Task goal:
Every line below must be given again exactly.

Exercise data:
========

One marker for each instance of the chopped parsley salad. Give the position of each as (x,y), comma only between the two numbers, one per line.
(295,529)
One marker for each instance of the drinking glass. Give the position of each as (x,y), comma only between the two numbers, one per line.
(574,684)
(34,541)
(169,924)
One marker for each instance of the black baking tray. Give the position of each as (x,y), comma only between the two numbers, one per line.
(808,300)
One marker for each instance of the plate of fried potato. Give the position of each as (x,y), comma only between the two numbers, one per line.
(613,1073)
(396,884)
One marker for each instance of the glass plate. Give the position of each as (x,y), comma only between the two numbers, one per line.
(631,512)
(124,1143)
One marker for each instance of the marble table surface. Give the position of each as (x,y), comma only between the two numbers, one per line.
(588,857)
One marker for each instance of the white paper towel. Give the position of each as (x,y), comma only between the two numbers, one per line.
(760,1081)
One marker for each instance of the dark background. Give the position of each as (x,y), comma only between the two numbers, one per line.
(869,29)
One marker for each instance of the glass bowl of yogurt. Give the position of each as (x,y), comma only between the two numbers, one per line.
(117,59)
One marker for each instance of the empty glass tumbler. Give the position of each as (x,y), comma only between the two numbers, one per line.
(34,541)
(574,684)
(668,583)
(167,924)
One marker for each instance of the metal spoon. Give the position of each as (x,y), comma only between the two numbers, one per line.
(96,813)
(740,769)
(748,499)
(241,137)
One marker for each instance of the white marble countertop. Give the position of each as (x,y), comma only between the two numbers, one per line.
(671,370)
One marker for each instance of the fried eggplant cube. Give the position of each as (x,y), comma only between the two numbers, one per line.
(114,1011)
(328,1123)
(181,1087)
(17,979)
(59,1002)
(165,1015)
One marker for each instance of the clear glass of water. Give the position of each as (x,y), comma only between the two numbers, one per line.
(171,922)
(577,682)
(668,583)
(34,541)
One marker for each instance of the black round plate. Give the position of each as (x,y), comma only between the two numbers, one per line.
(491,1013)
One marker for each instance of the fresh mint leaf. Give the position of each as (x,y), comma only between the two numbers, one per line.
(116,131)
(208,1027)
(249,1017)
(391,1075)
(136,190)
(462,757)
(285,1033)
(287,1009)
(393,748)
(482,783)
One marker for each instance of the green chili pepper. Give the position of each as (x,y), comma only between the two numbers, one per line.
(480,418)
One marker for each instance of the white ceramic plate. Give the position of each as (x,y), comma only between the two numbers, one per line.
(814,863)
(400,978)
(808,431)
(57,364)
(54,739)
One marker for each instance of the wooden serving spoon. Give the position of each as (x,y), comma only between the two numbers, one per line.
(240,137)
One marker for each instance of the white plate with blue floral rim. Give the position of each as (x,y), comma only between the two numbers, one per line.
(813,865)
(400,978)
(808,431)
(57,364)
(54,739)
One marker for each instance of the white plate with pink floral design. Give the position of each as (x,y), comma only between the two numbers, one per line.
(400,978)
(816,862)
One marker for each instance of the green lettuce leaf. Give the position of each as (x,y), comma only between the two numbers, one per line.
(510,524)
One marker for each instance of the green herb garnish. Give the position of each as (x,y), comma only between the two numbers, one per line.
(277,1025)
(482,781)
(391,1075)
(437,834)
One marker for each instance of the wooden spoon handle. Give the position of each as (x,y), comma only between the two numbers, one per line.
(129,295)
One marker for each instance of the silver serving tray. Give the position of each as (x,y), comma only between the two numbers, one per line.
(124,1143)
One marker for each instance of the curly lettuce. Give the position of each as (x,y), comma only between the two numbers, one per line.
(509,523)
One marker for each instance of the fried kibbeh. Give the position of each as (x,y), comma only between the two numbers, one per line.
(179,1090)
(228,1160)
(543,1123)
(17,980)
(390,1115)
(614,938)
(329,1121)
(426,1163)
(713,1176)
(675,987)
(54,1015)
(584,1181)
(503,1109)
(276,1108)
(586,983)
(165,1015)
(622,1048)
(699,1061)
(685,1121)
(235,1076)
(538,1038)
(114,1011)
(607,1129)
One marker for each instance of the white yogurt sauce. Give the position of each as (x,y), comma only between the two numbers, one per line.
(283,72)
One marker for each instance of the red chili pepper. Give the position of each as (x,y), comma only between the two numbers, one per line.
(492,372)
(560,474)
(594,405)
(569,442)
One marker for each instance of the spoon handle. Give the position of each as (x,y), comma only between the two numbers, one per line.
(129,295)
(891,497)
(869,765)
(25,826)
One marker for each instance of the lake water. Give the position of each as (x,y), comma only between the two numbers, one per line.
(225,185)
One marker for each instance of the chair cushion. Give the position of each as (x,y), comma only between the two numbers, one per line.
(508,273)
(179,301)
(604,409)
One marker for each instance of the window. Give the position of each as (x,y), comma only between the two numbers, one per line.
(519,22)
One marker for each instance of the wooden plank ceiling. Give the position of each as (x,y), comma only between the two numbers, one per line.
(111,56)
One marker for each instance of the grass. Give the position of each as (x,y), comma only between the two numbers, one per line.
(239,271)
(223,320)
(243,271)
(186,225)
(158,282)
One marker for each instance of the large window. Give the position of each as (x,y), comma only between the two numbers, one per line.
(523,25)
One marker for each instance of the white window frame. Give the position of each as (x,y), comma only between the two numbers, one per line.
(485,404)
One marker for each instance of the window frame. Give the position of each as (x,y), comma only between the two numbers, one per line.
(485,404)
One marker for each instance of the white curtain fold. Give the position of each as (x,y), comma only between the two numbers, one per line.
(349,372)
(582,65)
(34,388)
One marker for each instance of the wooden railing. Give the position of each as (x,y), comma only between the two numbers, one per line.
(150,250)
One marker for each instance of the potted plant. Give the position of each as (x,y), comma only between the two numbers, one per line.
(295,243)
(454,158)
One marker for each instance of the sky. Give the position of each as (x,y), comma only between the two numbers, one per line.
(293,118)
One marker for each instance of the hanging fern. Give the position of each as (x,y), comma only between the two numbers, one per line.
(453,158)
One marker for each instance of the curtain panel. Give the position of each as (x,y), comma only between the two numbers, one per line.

========

Finished exercise:
One marker for each instance of the chopped parsley salad. Give the position of each as (x,y), comma only between the two numbers, one per line.
(295,529)
One marker for each instance of the drinking glass. Give the position of each as (x,y), comma only between the two numbers, one per line.
(574,684)
(34,541)
(169,924)
One marker for each instance of the black baking tray. Give the position of each as (x,y), comma only between the two numbers, one per line.
(808,300)
One marker for each instance of the plate of fried potato. Give the position of each as (x,y), comma only between the two numbers, one per line.
(613,1073)
(396,884)
One marker for each instance of the glass plate. Give the position of each as (x,y), comma only between the two numbers, one per line.
(631,512)
(124,1143)
One marker for each instance of the marble table surface. Give the position of each as (x,y), comma only between the two numbers, one per line.
(588,857)
One marker for each instance of the white paper towel. Give the position of each as (x,y), comma only between the two numbers, one per line.
(760,1081)
One marker for each instance of the dark background. Give the position of each as (x,y), comma only between the two numbers, one per line.
(869,29)
One marker for each instance of the glass bowl of yogurt. Give the position of each as (x,y), comma only between the two numbers, one per line.
(117,59)
One marker for each instance of the empty glass tumbler. Give the position of each as (x,y), comma only between the two numbers, one per line.
(34,541)
(574,684)
(668,583)
(167,924)
One marker for each instance of the metal spoon. Give the position of each as (x,y), comma only between the two numbers, one per line.
(96,813)
(740,769)
(748,499)
(241,137)
One marker for each instance of the white marble countertop. Give the position of each as (x,y), comma only between the two numbers, one per line.
(671,370)
One marker for each instance of the fried eggplant cube. Give the position of each as (x,y), comma only between the two numbers, one per line.
(114,1011)
(328,1123)
(181,1087)
(17,979)
(59,1002)
(165,1015)
One marker for each instance of the clear glass of water. Give the position of each as (x,y), comma only between the two numbers, one per line.
(171,922)
(577,682)
(668,583)
(34,541)
One marker for each instance of the black round plate. Give the position of each as (x,y), comma only between the two numbers, one per line.
(491,1013)
One marker for each instance of the fresh mint leaf. Give the position of each as (x,y), comma only between the two numbers, one per line.
(116,131)
(208,1027)
(249,1017)
(391,1075)
(136,190)
(462,757)
(285,1033)
(287,1009)
(393,748)
(482,783)
One marker for each instance of the green chili pepper. Give the position of each as (x,y), comma only between the two numbers, one per line.
(480,418)
One marker for each instance of the white ceramic plate. Give the position of each as (x,y), comma only between the two numbers, one per line.
(814,863)
(400,978)
(808,431)
(57,364)
(54,739)
One marker for each instance of the wooden serving spoon. Give the position of each as (x,y), comma only between the two numbers, one per line.
(240,137)
One marker for each instance of the white plate with blue floral rim. Give the position of each as (x,y), comma only between the two numbers, one per line.
(813,865)
(400,978)
(808,431)
(57,364)
(54,739)
One marker for each instance of the white plate with pink floral design. Give the position of each as (x,y), comma only between the two numbers, one per line.
(400,978)
(816,862)
One marker for each instance of the green lettuce leaf. Give the position of each as (x,y), comma only between the two numbers, one per line.
(510,524)
One marker for each instance of the green herb garnish. Give the position of each as (x,y), comma only between the two numbers, one per line.
(277,1025)
(482,781)
(391,1075)
(437,834)
One marker for each instance of the wooden spoon handle. Give the position of each as (x,y), comma only between the two numbers, one per line.
(129,295)
One marker for each instance of the silver serving tray. Give the position of each as (x,y), comma only between the two numbers, one per line.
(124,1143)
One marker for each instance of the curly lettuce. Give the position of each as (x,y), comma only between the two numbers, one per line.
(509,523)
One marker for each instance of the fried kibbeh. Give the position of each as (x,y), comma only between the two numbers, one per line.
(179,1090)
(228,1160)
(543,1123)
(17,980)
(390,1115)
(614,938)
(329,1121)
(426,1163)
(713,1176)
(675,987)
(54,1015)
(584,1181)
(503,1109)
(276,1108)
(586,983)
(165,1015)
(622,1048)
(699,1061)
(685,1121)
(235,1076)
(538,1038)
(114,1011)
(607,1129)
One marker for each instance of the white yogurt sauce. Give the position of each as (x,y), comma only between the two numbers, one per line.
(283,72)
One marker for each instance of the red chili pepper. Give the position of each as (x,y), comma only between the two numbers, one per line.
(492,372)
(560,474)
(594,405)
(569,442)
One marker for each instance of the spoon handle. Give the position of each as (x,y), comma only between the two numbers, one per line.
(129,295)
(891,497)
(869,765)
(25,826)
One marker for each instance of the lake water. Give the position of each as (x,y), comma only between the two numbers, one per line.
(225,185)
One marker for each instance of the chair cushion. Give the position of each as (x,y), comma only between the two numbers, one per line.
(508,273)
(179,301)
(604,409)
One marker for each instance of the window. Give the position of each as (x,y), comma only between the two numbers, one per line.
(519,22)
One marker for each instance of the wooden plank ceiling. Give the position of each as (x,y), comma only between the two numbers, one per line.
(111,56)
One marker for each instance of the grass. Give the position of each as (x,y), comma only between the two numbers, one per line.
(239,271)
(223,320)
(243,271)
(186,225)
(158,282)
One marker for each instance of the large window. Give the position of each as (x,y), comma only between the two numbers, one per line.
(523,25)
One marker for each instance of the white window frame. Give the position of each as (x,y), comma only between the two numbers, one per line.
(485,404)
One marker for each instance of the window frame. Give the position of each as (x,y), comma only between the two numbers, one per line.
(485,404)
One marker for each instance of the white curtain fold. Give the position of each as (x,y), comma only between the two numbers, one per line.
(349,372)
(582,65)
(34,388)
One marker for each instance of the wooden railing. Give the position of each as (x,y), comma only between the two numbers, one per line.
(150,250)
One marker for each instance of the potted plant. Give the position of each as (x,y), comma only between the two numbers, one per line.
(295,243)
(454,158)
One marker for each instance of the sky. Give the position of each as (x,y), comma only between the two numbers, one per line.
(293,118)
One marker for each instance of the hanging fern. Give the position of each as (x,y), comma only between the two numbers, one per line.
(453,158)
One marker for each instance of the curtain panel. Give the position of each as (x,y), comma only between the two numbers, one per line.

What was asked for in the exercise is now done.